*Exercise aim*. Only the lines below, from the one with "Every instance of the dark" through the one with "[[1164, 521], [802, 61]]", are to be written out, exactly.

(Natural language region descriptions)
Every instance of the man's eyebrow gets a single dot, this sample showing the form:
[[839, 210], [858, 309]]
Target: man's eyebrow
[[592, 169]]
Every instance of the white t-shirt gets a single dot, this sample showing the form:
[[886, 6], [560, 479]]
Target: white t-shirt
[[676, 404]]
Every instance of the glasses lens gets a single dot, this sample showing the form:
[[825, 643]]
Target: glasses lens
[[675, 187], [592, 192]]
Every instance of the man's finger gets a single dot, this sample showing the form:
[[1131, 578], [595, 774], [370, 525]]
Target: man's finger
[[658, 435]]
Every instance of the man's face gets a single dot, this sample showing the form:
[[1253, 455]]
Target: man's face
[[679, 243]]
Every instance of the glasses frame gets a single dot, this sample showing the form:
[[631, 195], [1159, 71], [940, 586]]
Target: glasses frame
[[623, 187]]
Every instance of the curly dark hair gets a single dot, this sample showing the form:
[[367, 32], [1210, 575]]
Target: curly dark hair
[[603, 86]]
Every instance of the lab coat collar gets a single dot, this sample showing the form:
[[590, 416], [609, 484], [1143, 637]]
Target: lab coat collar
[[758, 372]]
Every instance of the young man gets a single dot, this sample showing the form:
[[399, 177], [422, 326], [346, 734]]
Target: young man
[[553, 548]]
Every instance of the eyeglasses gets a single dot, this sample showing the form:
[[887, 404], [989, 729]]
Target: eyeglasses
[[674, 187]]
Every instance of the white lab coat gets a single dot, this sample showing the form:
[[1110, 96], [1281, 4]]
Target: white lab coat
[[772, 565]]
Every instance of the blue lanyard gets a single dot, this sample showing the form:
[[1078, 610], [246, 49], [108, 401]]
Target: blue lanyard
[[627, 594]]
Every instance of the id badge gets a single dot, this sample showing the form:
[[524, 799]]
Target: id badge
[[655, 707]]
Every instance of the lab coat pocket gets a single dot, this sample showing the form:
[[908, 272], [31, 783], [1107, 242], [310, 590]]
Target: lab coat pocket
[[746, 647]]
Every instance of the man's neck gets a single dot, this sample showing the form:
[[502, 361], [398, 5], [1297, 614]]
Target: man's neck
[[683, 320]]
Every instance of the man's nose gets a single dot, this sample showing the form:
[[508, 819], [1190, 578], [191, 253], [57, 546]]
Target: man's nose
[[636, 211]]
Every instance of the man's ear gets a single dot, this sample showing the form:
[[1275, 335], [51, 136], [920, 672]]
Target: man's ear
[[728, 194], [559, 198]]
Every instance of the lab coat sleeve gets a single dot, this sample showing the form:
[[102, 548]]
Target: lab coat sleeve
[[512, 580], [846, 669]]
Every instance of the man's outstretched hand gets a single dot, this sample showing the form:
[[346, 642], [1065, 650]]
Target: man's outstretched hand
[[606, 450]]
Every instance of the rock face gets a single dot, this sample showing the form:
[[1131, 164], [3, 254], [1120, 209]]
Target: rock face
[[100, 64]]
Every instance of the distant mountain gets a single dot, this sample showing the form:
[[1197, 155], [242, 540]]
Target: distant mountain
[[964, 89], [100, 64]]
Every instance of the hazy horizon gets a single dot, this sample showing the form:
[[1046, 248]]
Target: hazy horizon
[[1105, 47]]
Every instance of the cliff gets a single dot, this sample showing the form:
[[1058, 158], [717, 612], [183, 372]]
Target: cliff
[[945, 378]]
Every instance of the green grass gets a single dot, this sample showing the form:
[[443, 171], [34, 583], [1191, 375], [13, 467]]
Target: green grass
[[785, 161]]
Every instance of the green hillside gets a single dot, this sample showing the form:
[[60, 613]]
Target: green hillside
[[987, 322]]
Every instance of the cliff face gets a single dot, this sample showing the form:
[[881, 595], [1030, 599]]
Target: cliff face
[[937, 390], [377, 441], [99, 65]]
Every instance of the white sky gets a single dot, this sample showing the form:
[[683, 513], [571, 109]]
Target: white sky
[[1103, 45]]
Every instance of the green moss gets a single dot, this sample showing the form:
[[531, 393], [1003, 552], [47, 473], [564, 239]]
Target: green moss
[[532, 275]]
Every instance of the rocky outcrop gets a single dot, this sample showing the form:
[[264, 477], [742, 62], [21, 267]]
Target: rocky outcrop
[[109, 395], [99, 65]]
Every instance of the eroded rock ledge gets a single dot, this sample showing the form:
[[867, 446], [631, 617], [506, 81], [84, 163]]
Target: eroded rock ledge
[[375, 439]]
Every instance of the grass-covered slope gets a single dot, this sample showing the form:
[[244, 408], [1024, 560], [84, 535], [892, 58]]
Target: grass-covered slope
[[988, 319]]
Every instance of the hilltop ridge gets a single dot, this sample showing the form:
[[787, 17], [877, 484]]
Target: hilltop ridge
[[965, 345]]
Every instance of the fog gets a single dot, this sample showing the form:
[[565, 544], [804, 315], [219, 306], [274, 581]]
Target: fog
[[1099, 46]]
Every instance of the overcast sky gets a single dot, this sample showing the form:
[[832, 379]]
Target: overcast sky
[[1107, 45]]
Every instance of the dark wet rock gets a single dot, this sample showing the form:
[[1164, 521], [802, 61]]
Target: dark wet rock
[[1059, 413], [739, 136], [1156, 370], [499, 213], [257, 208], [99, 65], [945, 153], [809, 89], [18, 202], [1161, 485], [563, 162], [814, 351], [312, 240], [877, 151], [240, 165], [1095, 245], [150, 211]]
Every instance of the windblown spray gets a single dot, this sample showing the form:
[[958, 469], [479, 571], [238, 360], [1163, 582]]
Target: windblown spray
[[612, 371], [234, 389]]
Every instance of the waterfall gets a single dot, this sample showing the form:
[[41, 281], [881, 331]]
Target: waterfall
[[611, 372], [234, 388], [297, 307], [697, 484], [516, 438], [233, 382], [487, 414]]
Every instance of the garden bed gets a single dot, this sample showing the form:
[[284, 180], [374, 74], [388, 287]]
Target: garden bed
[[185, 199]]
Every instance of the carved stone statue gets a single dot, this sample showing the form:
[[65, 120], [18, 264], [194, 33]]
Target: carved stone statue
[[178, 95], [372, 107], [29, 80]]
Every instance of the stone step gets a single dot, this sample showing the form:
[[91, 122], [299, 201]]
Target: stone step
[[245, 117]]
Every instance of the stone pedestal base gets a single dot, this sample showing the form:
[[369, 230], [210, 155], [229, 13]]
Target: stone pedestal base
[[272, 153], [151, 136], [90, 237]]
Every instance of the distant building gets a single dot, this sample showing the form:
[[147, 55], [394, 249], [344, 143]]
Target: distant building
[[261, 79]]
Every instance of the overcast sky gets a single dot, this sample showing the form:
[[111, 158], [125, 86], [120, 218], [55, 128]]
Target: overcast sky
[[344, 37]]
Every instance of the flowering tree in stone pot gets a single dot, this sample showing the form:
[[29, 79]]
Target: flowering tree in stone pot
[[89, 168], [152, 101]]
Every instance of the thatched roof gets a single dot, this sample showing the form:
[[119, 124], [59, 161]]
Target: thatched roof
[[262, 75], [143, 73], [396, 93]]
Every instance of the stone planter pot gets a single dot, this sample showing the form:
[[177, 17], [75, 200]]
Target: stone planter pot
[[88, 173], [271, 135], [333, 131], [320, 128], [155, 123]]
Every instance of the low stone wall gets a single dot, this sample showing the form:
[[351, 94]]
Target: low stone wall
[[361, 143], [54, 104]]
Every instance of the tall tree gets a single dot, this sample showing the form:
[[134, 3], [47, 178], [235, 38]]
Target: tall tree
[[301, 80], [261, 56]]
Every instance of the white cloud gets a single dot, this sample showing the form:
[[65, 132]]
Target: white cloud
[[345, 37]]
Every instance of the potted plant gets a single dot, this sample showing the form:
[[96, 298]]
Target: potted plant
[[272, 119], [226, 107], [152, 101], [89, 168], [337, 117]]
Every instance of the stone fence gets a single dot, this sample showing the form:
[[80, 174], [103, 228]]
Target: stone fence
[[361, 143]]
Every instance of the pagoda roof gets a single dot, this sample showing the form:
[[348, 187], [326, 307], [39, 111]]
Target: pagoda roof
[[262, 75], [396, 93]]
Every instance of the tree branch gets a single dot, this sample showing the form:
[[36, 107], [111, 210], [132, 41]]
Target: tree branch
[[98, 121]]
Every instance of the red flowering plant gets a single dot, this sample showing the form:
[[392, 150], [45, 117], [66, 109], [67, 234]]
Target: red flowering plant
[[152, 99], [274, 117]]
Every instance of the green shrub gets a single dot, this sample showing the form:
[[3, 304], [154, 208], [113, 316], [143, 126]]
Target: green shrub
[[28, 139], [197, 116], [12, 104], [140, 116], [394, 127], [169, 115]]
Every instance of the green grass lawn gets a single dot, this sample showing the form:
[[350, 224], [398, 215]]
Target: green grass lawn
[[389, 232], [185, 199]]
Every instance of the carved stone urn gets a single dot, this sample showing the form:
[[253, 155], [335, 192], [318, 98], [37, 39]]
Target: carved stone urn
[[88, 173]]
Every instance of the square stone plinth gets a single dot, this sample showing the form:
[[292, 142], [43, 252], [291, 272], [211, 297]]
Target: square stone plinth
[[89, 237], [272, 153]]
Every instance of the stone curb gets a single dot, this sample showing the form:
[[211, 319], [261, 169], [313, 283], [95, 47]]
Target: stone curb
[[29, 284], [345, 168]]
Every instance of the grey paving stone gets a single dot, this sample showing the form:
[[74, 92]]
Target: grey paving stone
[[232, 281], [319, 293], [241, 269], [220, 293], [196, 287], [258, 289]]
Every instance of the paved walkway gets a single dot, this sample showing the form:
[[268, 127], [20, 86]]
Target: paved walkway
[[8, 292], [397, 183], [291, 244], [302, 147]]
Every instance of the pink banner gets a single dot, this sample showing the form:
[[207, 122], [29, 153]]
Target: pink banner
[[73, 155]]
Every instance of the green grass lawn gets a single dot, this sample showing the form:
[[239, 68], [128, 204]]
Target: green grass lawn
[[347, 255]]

*Output below*.
Every instance of the dark wet rock gets a single dot, this sample showing the form:
[[1164, 521], [802, 61]]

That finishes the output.